Job »
Can you return each of the rows below verbatim, every line unchanged and in the same order?

** BEGIN **

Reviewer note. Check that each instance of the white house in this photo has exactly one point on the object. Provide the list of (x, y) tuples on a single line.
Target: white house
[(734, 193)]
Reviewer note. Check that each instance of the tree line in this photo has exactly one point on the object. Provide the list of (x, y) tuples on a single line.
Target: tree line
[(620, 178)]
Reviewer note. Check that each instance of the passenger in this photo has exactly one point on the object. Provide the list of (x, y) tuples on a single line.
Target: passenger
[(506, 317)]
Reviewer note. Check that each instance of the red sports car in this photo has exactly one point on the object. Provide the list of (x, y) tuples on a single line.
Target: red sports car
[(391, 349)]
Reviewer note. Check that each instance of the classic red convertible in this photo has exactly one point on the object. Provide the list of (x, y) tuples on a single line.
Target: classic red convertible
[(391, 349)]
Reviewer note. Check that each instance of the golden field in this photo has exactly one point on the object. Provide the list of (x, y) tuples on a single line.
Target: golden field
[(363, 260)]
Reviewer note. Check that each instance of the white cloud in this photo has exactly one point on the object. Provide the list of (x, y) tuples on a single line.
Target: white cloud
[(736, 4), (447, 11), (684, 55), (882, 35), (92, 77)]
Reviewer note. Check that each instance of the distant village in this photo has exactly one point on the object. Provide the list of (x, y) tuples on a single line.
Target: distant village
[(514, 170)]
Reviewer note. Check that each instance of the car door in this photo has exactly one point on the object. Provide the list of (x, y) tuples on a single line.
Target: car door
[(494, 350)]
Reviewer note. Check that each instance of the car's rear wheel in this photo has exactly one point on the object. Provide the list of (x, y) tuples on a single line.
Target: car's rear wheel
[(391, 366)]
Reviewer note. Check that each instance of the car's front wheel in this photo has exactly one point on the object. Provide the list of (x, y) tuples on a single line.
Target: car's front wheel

** END **

Correct result »
Reviewer note. Check that each instance of the white house in this photo has exactly one point on the object. Provide the list of (x, y) tuples on a single line.
Target: white house
[(734, 193)]
Reviewer note. Check that each instance of the tree line in this photo has exactly one point on the object. Provide the list of (x, y) tuples on a single line.
Target: tree line
[(620, 178)]
Reviewer note. Check that each instance of the passenger in this photo has exactly one point on the object. Provide the list of (x, y) tuples on a single line.
Target: passenger
[(506, 317)]
Reviewer note. Check that each instance of the red sports car in this photo has exactly one point on the object. Provide the list of (x, y) tuples on a single line.
Target: red sports car
[(391, 349)]
Reviewer note. Check that each instance of the classic red convertible in this photo has exactly one point on the object. Provide the list of (x, y) tuples on a single line.
Target: classic red convertible
[(391, 349)]
Reviewer note. Check that each instance of the golden field in this photo has exactly one point on the object. Provide the list of (x, y) tuples on a single line.
Target: golden field
[(363, 260)]
Reviewer note. Check that each instance of the white cloud in this photo has exactly one point on the object. Provide the list of (x, y) tuples on a single line.
Target: white cloud
[(736, 4), (447, 11), (684, 55), (882, 35), (92, 77)]
Reviewer note. Check that each instance of the distant village in this photo has exactly one point on the object. Provide the list of (x, y) tuples on a single line.
Target: distant village
[(514, 170)]
Reviewer note. Check that each instance of the car door in this photo has exactly one point on the object. Provide the list of (x, y) tuples on a single line.
Target: car door
[(494, 350)]
Reviewer note. Check that each instance of the car's rear wheel in this photo has exactly one point on the object. Provide the list of (x, y) tuples on a single line.
Target: car's rear wheel
[(391, 366)]
Reviewer note. Check that each instance of the car's front wheel in this photo has exactly one point on the object. Provide the list of (x, y) tuples on a single line.
Target: car's front wheel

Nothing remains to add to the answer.